(Записи с разметкой положения объектов)
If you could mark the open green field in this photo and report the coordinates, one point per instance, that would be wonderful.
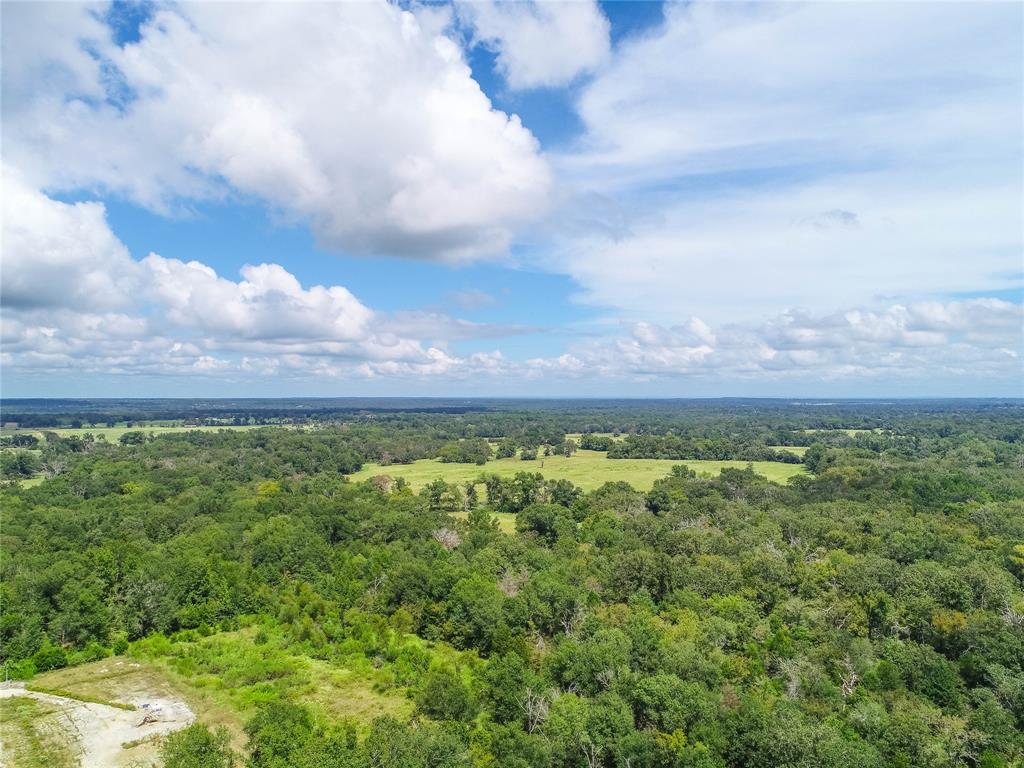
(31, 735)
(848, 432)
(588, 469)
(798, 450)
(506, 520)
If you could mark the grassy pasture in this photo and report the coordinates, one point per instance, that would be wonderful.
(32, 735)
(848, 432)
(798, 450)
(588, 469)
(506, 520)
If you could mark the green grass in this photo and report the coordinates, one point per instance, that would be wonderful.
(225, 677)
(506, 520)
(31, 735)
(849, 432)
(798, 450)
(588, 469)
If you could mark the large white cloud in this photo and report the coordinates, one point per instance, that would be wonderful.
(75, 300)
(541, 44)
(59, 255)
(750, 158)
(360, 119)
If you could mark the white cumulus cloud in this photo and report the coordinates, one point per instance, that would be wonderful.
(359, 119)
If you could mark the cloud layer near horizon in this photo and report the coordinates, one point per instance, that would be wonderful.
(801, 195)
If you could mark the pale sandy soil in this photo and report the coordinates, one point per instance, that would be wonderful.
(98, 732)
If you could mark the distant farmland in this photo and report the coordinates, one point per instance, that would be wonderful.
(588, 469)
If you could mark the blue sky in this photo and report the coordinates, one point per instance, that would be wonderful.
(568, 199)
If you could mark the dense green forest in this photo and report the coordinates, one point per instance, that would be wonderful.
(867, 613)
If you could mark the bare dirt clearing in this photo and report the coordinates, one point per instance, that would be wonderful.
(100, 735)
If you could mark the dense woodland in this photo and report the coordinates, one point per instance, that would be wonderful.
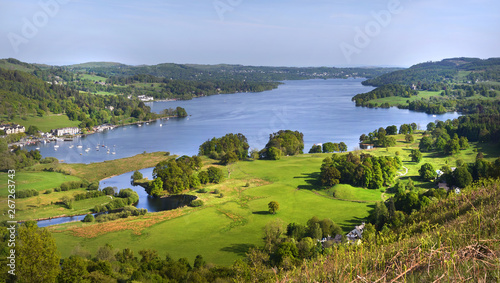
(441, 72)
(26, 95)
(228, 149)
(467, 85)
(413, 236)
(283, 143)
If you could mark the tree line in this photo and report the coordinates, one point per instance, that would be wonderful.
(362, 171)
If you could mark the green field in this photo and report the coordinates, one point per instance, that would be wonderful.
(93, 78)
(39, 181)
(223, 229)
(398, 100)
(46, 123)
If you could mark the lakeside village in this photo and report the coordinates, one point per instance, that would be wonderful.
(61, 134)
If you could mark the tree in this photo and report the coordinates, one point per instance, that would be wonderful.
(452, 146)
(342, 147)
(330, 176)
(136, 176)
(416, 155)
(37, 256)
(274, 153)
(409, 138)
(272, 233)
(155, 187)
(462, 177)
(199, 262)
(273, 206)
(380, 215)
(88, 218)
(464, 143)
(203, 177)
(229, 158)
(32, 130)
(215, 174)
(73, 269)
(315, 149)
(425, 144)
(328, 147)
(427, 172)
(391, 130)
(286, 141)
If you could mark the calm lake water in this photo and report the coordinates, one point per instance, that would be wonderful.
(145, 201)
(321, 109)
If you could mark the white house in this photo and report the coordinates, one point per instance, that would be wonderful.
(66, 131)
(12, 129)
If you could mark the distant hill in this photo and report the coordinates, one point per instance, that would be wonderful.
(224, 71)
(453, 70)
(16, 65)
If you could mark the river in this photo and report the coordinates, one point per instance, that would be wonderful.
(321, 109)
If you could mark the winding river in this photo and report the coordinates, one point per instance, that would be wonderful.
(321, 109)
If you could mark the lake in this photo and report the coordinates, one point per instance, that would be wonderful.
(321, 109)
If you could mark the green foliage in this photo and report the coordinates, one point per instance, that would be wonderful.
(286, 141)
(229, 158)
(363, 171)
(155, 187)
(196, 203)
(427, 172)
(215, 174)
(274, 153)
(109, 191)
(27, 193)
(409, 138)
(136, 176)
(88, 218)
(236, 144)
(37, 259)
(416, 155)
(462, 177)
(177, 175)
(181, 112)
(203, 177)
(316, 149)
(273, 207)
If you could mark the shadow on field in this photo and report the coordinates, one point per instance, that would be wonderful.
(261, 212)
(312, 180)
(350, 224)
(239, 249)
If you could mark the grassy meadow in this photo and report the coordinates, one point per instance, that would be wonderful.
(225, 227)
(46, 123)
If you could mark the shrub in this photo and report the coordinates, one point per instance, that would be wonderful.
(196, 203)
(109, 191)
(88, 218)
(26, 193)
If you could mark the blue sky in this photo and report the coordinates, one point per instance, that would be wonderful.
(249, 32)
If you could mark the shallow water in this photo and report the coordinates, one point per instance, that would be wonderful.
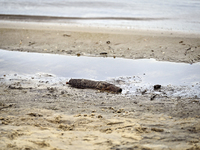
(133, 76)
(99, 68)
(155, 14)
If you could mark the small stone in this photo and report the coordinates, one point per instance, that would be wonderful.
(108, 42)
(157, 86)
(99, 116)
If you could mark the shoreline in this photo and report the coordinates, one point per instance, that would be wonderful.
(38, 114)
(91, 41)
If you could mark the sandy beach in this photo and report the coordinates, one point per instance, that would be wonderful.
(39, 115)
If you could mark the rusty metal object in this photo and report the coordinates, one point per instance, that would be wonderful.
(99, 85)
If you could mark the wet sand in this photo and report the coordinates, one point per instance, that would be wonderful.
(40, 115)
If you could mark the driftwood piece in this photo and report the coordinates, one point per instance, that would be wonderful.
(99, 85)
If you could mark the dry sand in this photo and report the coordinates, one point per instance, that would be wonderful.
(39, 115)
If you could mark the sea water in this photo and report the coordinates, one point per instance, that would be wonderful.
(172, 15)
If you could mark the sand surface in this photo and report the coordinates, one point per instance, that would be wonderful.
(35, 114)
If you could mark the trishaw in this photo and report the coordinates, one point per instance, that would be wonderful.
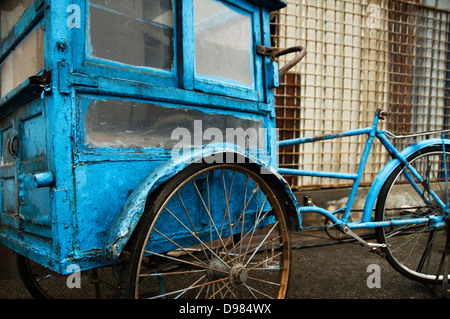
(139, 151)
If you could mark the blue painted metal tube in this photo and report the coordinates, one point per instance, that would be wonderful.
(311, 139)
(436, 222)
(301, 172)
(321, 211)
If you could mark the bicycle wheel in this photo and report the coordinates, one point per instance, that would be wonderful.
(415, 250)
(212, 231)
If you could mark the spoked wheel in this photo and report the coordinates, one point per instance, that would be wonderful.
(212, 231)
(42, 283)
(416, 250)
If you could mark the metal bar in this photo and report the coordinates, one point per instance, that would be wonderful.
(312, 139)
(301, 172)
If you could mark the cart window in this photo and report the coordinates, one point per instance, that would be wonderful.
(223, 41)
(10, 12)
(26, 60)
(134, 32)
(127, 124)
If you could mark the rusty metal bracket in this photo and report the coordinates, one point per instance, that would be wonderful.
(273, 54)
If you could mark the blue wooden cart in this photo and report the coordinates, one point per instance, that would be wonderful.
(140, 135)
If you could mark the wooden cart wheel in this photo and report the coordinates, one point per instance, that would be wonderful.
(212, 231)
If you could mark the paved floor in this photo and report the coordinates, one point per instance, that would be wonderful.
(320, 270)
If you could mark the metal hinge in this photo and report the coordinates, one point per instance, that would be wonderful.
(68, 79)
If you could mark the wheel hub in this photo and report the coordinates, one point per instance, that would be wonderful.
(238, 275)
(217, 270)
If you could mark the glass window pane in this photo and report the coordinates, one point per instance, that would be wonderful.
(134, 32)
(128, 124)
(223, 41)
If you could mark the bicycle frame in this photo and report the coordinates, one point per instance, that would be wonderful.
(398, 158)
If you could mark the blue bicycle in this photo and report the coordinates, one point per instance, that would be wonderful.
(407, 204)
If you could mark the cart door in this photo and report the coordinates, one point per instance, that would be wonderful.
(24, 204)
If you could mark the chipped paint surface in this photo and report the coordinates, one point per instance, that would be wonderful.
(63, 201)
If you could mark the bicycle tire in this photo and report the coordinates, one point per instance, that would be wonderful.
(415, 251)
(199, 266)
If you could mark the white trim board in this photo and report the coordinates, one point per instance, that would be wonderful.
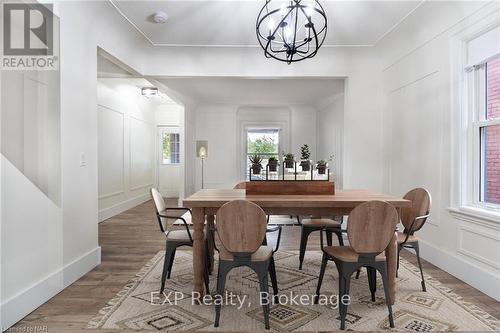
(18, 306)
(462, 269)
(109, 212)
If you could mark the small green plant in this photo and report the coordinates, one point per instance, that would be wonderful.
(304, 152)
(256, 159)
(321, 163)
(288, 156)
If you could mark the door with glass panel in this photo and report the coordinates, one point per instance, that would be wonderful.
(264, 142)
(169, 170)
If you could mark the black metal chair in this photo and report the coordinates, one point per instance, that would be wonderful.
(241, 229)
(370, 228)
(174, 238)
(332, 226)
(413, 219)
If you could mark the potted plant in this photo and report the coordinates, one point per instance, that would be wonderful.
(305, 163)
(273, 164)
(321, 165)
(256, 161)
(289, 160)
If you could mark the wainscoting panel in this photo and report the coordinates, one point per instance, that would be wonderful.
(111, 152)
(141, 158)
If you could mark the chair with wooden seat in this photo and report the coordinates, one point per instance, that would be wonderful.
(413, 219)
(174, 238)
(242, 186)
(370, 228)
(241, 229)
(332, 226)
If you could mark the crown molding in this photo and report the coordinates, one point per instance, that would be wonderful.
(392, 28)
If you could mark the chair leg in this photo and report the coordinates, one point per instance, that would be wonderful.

Условие задания:
Выведи без изменений строки записей, начиная со строки, где есть «If you could mark the cart door», и до конца записей включительно. Изображения в ответ не включай.

Готовое решение:
If you could mark the cart door in this photo and report the coordinates, one point per instance, that would be wonderful.
(24, 204)
If you could mark the chipped paint surface in this photo and report the coordinates, one point per instance, that would be wonderful.
(63, 201)
If you could mark the bicycle tire in this photo and report the coordinates, one point per instance, that would be wonderful.
(415, 251)
(199, 266)
If you could mark the white trim board in this photo and report the coordinates, one point per instance, that would be wonderful.
(18, 306)
(462, 269)
(109, 212)
If you could mark the small green plant in this photo and report the coordinates, one point per instance, that would be wonderful.
(304, 152)
(256, 159)
(321, 163)
(288, 156)
If you could mark the door with glass panel in this photo and report the coordinates, one point per instance, that would be wonderful.
(264, 142)
(169, 170)
If you could mark the black metal chair in this photo and report the coordinates, one point per instance, that would be wonderful.
(241, 229)
(370, 228)
(174, 238)
(332, 226)
(413, 219)
If you could mark the potted plant in this photo and report the coordinates, one point per instance, that would be wonderful.
(305, 163)
(273, 164)
(321, 165)
(256, 161)
(289, 160)
If you could mark the wainscoting panel in this photo and report the coordinates, one point per instance, that would be wonderful.
(111, 152)
(141, 158)
If you could mark the chair with wooden seat in this photo and report the coordinates, one point per instance, that would be wonderful.
(413, 219)
(174, 238)
(242, 186)
(370, 228)
(241, 229)
(332, 226)
If you could mark the crown molding in this photo and report the coordinates, one point per instance, that would be wonderful.
(392, 28)
If you could mark the chair leg in this photo and report the coordinates, one point per instance, that would be wonderful.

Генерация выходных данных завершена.